→ Requirement: Lines after the one containing "the white bedspread" are to be omitted; print exactly each line from the start of the records up to and including it.

[[ Data shown open ]]

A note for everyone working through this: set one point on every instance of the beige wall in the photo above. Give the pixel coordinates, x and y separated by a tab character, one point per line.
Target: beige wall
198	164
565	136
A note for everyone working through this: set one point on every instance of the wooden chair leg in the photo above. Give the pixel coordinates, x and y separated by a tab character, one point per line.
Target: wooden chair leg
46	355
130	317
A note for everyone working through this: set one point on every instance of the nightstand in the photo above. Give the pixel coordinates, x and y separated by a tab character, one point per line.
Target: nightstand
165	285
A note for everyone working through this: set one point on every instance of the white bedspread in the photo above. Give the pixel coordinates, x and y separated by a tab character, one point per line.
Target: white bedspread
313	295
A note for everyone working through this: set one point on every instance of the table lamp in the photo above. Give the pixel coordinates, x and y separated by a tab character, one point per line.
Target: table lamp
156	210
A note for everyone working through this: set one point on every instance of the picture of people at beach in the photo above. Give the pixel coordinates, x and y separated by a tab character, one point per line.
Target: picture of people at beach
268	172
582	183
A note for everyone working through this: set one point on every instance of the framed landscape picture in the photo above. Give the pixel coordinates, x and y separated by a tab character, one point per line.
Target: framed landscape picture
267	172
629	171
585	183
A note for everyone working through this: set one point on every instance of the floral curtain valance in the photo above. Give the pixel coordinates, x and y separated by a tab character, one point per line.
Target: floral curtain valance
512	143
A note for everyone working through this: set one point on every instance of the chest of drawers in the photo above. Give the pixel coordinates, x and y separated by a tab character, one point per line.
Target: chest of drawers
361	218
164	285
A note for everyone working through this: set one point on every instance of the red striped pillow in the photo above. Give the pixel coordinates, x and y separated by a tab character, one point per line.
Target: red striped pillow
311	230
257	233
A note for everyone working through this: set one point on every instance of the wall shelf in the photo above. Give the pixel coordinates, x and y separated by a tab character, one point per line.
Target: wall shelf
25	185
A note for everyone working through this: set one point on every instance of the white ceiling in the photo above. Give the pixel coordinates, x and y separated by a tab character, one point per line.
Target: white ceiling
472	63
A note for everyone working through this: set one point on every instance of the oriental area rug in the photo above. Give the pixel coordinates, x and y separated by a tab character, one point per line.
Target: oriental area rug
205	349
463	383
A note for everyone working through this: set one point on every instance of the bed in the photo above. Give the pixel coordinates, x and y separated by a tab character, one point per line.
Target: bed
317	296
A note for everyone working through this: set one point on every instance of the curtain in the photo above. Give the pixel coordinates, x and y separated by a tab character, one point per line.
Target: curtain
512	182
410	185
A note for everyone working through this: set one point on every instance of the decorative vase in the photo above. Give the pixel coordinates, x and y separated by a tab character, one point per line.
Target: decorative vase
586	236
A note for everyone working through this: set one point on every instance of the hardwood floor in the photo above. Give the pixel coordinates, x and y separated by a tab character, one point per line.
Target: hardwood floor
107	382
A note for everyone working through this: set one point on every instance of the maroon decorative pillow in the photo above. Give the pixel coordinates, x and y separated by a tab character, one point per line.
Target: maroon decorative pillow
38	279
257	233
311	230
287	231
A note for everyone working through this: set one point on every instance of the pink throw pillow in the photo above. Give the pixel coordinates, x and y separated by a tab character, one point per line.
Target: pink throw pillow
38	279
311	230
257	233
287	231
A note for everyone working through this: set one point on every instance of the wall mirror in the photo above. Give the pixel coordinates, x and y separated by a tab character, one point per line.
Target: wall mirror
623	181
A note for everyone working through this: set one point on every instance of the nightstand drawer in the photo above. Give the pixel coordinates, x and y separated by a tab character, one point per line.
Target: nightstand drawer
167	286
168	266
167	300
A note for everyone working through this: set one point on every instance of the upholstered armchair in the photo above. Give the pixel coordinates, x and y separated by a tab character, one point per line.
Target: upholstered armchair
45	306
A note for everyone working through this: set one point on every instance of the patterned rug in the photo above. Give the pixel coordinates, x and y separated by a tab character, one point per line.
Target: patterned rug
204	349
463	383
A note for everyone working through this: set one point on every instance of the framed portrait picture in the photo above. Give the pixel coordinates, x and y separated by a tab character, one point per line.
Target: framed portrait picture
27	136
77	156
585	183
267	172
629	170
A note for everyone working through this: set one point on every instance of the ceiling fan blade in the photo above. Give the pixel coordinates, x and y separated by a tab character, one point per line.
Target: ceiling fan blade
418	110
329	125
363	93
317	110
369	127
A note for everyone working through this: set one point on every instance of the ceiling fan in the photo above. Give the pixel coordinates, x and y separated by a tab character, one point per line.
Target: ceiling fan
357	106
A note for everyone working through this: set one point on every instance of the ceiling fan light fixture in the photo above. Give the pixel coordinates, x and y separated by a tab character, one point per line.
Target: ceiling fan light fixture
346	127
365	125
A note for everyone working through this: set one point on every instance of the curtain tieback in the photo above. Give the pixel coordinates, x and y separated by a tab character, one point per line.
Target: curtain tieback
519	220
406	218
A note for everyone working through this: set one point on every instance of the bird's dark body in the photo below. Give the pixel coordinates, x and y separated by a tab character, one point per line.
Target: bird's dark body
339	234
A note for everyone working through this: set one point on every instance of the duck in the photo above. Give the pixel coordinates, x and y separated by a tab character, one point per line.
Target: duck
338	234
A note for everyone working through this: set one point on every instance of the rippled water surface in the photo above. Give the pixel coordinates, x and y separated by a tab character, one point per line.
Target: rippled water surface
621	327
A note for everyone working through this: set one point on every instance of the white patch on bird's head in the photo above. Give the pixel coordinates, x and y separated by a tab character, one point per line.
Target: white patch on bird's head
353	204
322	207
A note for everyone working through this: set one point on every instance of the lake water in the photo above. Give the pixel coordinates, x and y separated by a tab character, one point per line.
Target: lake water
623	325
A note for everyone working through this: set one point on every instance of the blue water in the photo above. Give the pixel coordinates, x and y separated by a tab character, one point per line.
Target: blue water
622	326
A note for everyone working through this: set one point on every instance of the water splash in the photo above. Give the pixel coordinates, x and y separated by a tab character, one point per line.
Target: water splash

[[ Data shown closed ]]

→ Solution to this exercise:
A note for everyone working through this: set one point on every instance of the beige wall in the photo above. Give the pixel coordinates, x and y separated by a tab character, one point per line.
Target: beige wall
198	164
565	136
A note for everyone working through this: set one point on every instance of the wooden chair leg in the photo above. Give the pixel coordinates, x and y separated by a tab character, one point per line.
Target: wooden chair leg
46	355
130	317
A note for everyone working through this: set one point on every instance of the nightstand in the photo above. Give the pixel coordinates, x and y separated by a tab character, one point per line.
Target: nightstand
165	285
A note for everyone working through this: set one point on every instance of the white bedspread in the photo above. Give the pixel coordinates, x and y separated by a tab character, one point per line.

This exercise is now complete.